>> Begin

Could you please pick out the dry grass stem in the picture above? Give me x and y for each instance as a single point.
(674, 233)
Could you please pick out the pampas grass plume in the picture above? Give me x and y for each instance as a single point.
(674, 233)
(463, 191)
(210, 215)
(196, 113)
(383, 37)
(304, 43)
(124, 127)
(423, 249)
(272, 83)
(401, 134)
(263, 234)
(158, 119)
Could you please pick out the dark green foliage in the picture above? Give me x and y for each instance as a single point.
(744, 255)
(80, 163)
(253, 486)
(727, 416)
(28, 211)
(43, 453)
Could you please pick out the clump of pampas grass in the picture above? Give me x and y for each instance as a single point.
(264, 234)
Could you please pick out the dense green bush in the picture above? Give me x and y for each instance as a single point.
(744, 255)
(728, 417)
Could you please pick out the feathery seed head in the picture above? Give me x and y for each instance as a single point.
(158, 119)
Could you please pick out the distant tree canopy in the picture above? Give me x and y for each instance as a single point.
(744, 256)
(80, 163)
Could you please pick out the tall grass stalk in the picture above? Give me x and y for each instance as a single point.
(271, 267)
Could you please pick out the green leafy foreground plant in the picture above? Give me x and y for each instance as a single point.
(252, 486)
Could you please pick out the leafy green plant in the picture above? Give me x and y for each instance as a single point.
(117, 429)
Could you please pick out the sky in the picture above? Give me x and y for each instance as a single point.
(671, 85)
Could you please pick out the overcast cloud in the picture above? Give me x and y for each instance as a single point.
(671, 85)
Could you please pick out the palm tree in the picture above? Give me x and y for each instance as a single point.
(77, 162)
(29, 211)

>> End

## WHAT NEEDS TO BE DONE
Return all of the items above verbatim, keeping their original order.

## OUTPUT FOR THIS EXERCISE
Could you please pick out the dry grass stem in the picture above? Give me x and y for each instance as a single point.
(674, 233)
Could you please pick out the pampas grass plume in the picture above? Give me x and y for each instance as a single point.
(674, 233)
(463, 191)
(210, 215)
(196, 113)
(383, 37)
(304, 43)
(124, 127)
(423, 249)
(272, 83)
(401, 134)
(263, 234)
(158, 119)
Could you please pick out the dark green foliage in the picture above? Give me x and y for each instance as a single point.
(744, 255)
(80, 163)
(253, 486)
(727, 416)
(28, 211)
(43, 453)
Could you please pick out the clump of pampas grass in the picture above? Give me x and y for each instance as a single point.
(264, 234)
Could you please pick out the dense green bush in the picture above? Give me x and y for each instance as a single point.
(744, 255)
(728, 417)
Could you please pick out the feathery seed head in the picture above? Give me x and y for each instance as a single point.
(158, 119)
Could you please pick out the distant tree canopy in the picture above? Give me x and y for each instance as a single point.
(744, 256)
(80, 163)
Could you please pick out the tall grass stalk in the picture above? Give me x and y for each instance as a single point.
(271, 267)
Could you please pick out the green leafy foreground plant in the picture above? Give me x and y for each instance as a single point.
(252, 486)
Could you please pick out the leafy green plant in the picture above? Give me x and y for each instance as a single point.
(117, 429)
Could you please pick out the sky in the picture above? Give me x and y for each instance as a single point.
(671, 85)
Could you please pick out the overcast cloud in the picture above? Give me x and y for each instance as a single point.
(671, 85)
Could you please pick out the palm tree in the picture above? Give me x and y for each instance as a single point.
(77, 162)
(29, 211)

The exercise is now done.